Give back the whole listing below exactly.
▬▬▬
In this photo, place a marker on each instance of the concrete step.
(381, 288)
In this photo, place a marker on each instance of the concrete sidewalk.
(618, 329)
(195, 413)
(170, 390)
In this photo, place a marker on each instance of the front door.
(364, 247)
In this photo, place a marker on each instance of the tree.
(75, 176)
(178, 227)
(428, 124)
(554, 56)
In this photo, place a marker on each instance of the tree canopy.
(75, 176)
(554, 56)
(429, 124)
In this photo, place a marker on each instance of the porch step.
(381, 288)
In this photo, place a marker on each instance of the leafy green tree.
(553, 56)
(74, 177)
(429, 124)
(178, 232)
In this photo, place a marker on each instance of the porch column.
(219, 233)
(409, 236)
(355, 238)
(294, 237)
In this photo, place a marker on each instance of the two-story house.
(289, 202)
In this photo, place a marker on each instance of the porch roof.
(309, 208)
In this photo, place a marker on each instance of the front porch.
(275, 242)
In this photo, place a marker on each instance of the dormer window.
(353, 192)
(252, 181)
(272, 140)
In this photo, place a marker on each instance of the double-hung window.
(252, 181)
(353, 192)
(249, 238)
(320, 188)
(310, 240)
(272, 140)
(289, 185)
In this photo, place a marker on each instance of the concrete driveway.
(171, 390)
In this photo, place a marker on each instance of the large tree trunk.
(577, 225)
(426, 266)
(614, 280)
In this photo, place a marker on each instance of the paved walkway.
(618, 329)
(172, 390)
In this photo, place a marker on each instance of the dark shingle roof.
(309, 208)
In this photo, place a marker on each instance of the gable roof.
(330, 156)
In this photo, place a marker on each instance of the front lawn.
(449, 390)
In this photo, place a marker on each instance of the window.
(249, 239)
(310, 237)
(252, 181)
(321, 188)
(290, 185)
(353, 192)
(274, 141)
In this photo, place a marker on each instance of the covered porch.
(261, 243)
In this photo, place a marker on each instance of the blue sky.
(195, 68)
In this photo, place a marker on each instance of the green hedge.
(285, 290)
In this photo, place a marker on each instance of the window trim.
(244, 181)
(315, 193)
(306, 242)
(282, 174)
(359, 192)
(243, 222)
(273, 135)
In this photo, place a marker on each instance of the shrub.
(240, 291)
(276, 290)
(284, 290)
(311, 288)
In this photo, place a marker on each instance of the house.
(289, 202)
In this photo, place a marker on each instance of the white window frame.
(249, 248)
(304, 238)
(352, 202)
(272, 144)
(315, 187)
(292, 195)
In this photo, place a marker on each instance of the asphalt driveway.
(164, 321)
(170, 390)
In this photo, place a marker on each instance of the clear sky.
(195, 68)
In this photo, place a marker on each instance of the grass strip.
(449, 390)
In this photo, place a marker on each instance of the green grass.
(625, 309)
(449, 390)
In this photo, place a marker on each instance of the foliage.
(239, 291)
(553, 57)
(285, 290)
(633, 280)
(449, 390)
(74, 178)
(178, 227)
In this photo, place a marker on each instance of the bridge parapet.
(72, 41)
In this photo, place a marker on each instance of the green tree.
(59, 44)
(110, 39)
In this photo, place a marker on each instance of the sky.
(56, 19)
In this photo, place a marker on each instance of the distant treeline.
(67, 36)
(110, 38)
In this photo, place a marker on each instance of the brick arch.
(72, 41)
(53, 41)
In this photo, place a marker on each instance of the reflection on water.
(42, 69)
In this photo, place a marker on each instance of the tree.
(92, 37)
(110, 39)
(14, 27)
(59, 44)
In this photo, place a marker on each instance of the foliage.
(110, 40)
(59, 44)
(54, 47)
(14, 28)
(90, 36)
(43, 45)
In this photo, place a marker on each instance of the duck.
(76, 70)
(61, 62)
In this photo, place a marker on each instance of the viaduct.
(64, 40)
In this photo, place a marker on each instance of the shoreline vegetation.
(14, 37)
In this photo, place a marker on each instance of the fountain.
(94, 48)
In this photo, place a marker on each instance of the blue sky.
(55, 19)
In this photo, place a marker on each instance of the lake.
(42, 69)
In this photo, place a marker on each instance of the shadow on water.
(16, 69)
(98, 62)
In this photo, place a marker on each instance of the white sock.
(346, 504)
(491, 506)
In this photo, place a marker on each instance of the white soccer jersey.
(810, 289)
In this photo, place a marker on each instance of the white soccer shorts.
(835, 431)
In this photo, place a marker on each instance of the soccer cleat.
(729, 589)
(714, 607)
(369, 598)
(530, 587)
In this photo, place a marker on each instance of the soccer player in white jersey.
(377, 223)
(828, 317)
▬▬▬
* [Result for this task]
In this photo, place a marker on each instance of the concrete step.
(381, 288)
In this photo, place a marker on each instance of the concrete sidewalk.
(618, 329)
(195, 413)
(170, 390)
In this photo, place a marker on each instance of the front door.
(364, 247)
In this photo, place a marker on each instance of the tree.
(75, 176)
(178, 227)
(428, 124)
(554, 56)
In this photo, place a marker on each instance of the tree canopy.
(75, 176)
(554, 56)
(429, 124)
In this photo, place a marker on each instance of the porch step.
(381, 288)
In this photo, place a marker on each instance of the leafy green tree.
(553, 56)
(74, 177)
(429, 124)
(178, 232)
In this photo, place a marker on each instance of the porch column.
(219, 233)
(409, 236)
(355, 238)
(294, 237)
In this photo, place a marker on each instance of the two-story house.
(289, 202)
In this photo, place a marker on each instance of the porch roof.
(309, 208)
In this photo, place a marker on each instance of the front porch.
(275, 242)
In this photo, place a marker on each instance of the dormer window.
(353, 192)
(252, 181)
(272, 140)
In this photo, place a marker on each instance of the double-hung window.
(252, 181)
(353, 192)
(249, 238)
(320, 188)
(310, 240)
(272, 140)
(289, 185)
In this photo, place a marker on each instance of the concrete driveway.
(171, 390)
In this photo, place a marker on each instance of the large tree trunk.
(577, 225)
(426, 266)
(614, 280)
In this photo, place a marker on each instance of the paved walkway.
(618, 329)
(172, 390)
In this photo, place a marker on each instance of the dark shingle roof.
(309, 208)
In this photo, place a marker on each instance of the gable roof.
(330, 156)
In this photo, place a marker on each instance of the front lawn.
(449, 390)
In this photo, place a marker on each instance of the window.
(249, 239)
(310, 237)
(252, 181)
(321, 188)
(290, 185)
(353, 192)
(274, 141)
In this photo, place a marker on each instance of the covered porch.
(261, 243)
In this photo, place a marker on each instance of the blue sky.
(195, 68)
In this photo, place a marker on each instance of the green hedge.
(285, 290)
In this photo, place a marker on each instance of the window trim.
(244, 181)
(315, 193)
(306, 242)
(282, 174)
(359, 192)
(243, 222)
(273, 135)
In this photo, place a marker on each instance of the shrub.
(240, 291)
(276, 290)
(284, 290)
(311, 288)
In this photo, place a marker on each instance of the house.
(289, 202)
In this photo, place a marker on each instance of the white window frame.
(249, 248)
(304, 238)
(352, 202)
(272, 144)
(315, 187)
(292, 195)
In this photo, place a marker on each instance of the asphalt driveway.
(164, 321)
(170, 390)
In this photo, place a marker on each instance of the clear sky.
(195, 68)
In this photo, place a marker on each instance of the grass strip.
(449, 390)
In this photo, place a marker on each instance of the green grass.
(625, 309)
(449, 390)
In this photo, place a marker on each instance of the foliage.
(239, 291)
(553, 57)
(285, 290)
(633, 280)
(449, 390)
(74, 178)
(178, 227)
In this photo, place a marker on each instance of the bridge parapet.
(72, 41)
In this photo, place a marker on each instance of the green tree.
(59, 44)
(110, 39)
In this photo, place a marker on each instance of the sky.
(56, 19)
In this photo, place a marker on each instance of the distant treeline.
(67, 36)
(110, 38)
In this photo, place a marker on each instance of the brick arch.
(72, 41)
(53, 41)
In this photo, place a marker on each instance of the reflection on water.
(42, 69)
In this photo, place a marker on each instance of the tree.
(92, 37)
(110, 39)
(14, 27)
(59, 44)
In this photo, place a marker on each instance of the foliage.
(110, 40)
(59, 44)
(54, 47)
(14, 28)
(90, 36)
(43, 45)
In this photo, place a marker on each instance of the duck.
(76, 70)
(61, 62)
In this photo, place a marker on each instance of the viaduct.
(64, 40)
In this photo, place a marker on each instance of the shoreline vegetation.
(14, 37)
In this photo, place a marker on each instance of the fountain.
(94, 48)
In this photo, place a marker on each instance of the blue sky.
(55, 19)
In this photo, place a marker on each instance of the lake.
(42, 69)
In this photo, place a marker on each instance of the shadow on water.
(16, 69)
(98, 62)
In this photo, place a marker on each instance of the white sock.
(346, 504)
(491, 506)
In this photo, place a marker on each instance of the white soccer jersey.
(810, 289)
In this photo, place a marker on each instance of the white soccer shorts.
(835, 431)
In this photo, place a marker on each instance of the soccer cleat.
(729, 589)
(714, 607)
(369, 598)
(530, 587)
In this photo, place a marker on each instance of the soccer player in white jersey.
(377, 223)
(828, 317)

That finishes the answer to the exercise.